### WHAT THIS TASK INVOLVES
Reproduce verbatim only the lines from the one containing "Would you mind tagging the wrinkled" through the last line below, both included.

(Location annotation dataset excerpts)
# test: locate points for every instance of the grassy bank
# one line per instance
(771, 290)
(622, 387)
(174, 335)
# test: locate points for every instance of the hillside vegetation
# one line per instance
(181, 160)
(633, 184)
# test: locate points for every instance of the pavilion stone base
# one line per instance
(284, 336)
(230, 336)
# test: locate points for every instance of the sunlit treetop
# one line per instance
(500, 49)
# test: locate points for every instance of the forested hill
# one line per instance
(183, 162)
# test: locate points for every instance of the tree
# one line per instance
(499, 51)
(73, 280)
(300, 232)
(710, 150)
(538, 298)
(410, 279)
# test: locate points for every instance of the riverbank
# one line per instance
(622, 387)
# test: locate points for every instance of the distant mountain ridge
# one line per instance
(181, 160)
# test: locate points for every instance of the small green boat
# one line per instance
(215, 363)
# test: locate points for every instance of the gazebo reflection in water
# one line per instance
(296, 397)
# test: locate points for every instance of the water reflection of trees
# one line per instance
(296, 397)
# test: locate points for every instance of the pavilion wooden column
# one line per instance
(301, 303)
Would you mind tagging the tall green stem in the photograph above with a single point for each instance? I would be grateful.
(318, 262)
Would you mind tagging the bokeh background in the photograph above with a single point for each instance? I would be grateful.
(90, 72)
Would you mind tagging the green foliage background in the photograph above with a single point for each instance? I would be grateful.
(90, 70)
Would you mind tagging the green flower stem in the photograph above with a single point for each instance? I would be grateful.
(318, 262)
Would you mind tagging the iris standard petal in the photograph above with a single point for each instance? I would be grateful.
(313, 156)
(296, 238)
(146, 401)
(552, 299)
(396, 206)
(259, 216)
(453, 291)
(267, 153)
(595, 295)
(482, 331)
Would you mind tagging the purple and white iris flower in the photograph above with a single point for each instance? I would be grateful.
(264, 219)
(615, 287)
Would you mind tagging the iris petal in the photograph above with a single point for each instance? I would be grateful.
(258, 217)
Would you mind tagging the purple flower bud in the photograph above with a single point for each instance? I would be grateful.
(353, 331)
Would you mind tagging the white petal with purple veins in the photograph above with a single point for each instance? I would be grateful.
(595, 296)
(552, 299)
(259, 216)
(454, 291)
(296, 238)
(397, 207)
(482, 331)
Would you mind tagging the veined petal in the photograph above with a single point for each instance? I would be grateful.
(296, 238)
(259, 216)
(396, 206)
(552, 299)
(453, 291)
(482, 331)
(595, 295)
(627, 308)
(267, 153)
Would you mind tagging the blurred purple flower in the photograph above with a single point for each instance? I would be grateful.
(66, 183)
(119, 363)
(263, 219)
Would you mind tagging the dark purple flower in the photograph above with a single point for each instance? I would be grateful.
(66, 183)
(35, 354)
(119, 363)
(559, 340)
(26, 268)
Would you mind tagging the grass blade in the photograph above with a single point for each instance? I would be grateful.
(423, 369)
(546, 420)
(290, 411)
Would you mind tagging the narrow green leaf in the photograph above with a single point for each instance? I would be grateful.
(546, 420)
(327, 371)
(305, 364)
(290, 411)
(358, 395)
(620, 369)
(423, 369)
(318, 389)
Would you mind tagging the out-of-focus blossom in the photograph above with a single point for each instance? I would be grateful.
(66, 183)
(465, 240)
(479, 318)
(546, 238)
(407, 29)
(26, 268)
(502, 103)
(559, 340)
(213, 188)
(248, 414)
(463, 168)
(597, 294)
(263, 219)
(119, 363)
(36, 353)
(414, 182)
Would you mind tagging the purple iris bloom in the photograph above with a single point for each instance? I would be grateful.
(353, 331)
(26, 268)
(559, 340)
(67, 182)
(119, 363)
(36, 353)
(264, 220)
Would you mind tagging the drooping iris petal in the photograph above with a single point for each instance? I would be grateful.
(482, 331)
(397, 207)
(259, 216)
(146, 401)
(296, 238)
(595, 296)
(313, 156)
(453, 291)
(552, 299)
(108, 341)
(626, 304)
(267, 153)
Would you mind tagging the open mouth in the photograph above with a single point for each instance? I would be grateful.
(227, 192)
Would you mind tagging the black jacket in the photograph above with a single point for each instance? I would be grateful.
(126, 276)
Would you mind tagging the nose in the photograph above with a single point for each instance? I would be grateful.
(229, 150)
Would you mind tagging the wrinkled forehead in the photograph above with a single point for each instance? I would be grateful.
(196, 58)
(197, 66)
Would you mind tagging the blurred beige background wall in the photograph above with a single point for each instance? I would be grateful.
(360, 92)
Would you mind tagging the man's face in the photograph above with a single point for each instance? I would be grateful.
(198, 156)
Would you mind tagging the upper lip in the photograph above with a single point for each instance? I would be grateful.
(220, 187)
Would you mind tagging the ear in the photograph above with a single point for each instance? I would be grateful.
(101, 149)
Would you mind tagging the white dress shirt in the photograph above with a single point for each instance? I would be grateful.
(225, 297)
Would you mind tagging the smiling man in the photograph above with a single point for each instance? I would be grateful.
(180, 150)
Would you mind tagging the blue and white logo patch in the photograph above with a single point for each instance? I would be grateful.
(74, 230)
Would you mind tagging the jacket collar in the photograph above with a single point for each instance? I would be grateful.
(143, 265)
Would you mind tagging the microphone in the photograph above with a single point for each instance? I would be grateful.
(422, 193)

### WRITTEN SOLUTION
Would you mind tagging the wrinkled forehead in the photograph above with a single point for each instance? I would be grateful.
(196, 58)
(197, 66)
Would you mind tagging the blurred beige background wall in the photograph above with a single point for each instance? I would be grateful.
(360, 92)
Would you mind tagging the man's face in the photograph above with a single point for each instance? I would be grateful.
(198, 156)
Would you mind tagging the upper lip in the photograph above with a single point for each instance? I would be grateful.
(220, 187)
Would you mind tagging the ear in the photograph above with a single point for each instance? I would be grateful.
(101, 149)
Would you mind tagging the white dress shirt in the photograph above with a single point for each instance? I would be grateful.
(225, 297)
Would you mind tagging the smiling man in the photograph above with a single point for each instance? I would be grateful.
(180, 150)
Would you mind tagging the blue and white logo patch in the photograph above with a single point for each instance? I would be grateful.
(74, 230)
Would you mind tagging the jacket collar in the photograph above with a single point for each instance? I would be grateful.
(143, 265)
Would you mind tagging the microphone in the photograph above with a single point for each instance? I would be grateful.
(422, 193)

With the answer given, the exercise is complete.